DIRECTIONS:
- A) In the passage on air pollution exposure, what two factors does quantifying human exposure to air pollution depend on?
- B) Summarize the passage on air pollution exposure in two sentences.
- C) Reproduce the passage on air pollution exposure between "To test the" and "air pollution exposure.", inclusive.

EXCERPTED PASSAGE:
(begin)

To test the model’s overall capability, we conducted a 10-fold cross-validation and computed the root mean squared error (RMSE) and R² (coefficient of determination) of the observed versus fitted values to assess the model’s predictive accuracy. In addition, we evaluated the LUR results in the spatial and temporal dimensions using spatial cross-validation and temporal cross-validation separately, which involves partitioning the data into subsets and using one subset for training the LUR model and the remaining subset for testing. These evaluation metrics can help assess the ability of the LUR model to generalize to data in other spatial regions and new time periods and to estimate the spatial and temporal variations of air pollution exposure.

2.4 Exposure estimation

Quantifying human exposure to air pollution depends on two factors: 1) the population living within the area and 2) the air pollution concentration to which they are exposed. Combining the two factors, existing studies utilized population-weighted annual average concentration as a score to estimate population exposures, thus giving greater weight to the air pollution exposure where most people live (Reis et al., 2018). The population-weighted exposure is generally defined as $E = P \times C$ , where $E$ is the annual mean population exposure for a certain area, $P$ is the respective population number in this area, and $C$ is the annual mean concentration of the pollutant for this area.

(end)

SOURCE DATA:
(begin)

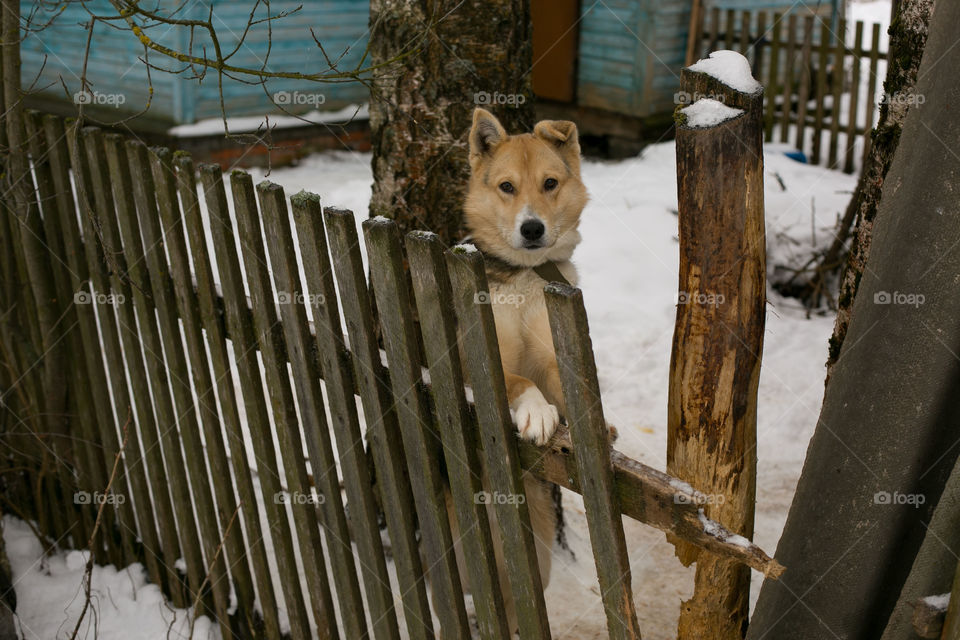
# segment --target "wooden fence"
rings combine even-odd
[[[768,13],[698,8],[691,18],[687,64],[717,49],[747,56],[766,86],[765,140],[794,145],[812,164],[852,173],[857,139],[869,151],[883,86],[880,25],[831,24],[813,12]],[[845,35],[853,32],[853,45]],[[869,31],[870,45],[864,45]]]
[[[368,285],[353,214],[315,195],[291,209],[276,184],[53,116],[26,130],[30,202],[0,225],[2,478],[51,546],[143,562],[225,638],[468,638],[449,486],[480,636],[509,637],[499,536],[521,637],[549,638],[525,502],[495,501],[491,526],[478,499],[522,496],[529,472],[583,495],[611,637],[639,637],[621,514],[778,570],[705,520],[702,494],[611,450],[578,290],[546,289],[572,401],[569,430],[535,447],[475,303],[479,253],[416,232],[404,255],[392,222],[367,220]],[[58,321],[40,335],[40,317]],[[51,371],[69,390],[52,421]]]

(end)

ANSWERS BELOW:
- A) The population living within the area and the air pollution concentration to which they are exposed.

- B) The LUR model was evaluated with 10-fold cross-validation using RMSE and R², along with separate spatial and temporal cross-validation, to assess how well it generalizes to other regions and time periods. Population exposure is estimated as the population-weighted exposure E = P × C, which multiplies an area's population by the annual mean concentration of the pollutant there.

- C)
To test the model’s overall capability, we conducted a 10-fold cross-validation and computed the root mean squared error (RMSE) and R² (coefficient of determination) of the observed versus fitted values to assess the model’s predictive accuracy. In addition, we evaluated the LUR results in the spatial and temporal dimensions using spatial cross-validation and temporal cross-validation separately, which involves partitioning the data into subsets and using one subset for training the LUR model and the remaining subset for testing. These evaluation metrics can help assess the ability of the LUR model to generalize to data in other spatial regions and new time periods and to estimate the spatial and temporal variations of air pollution exposure.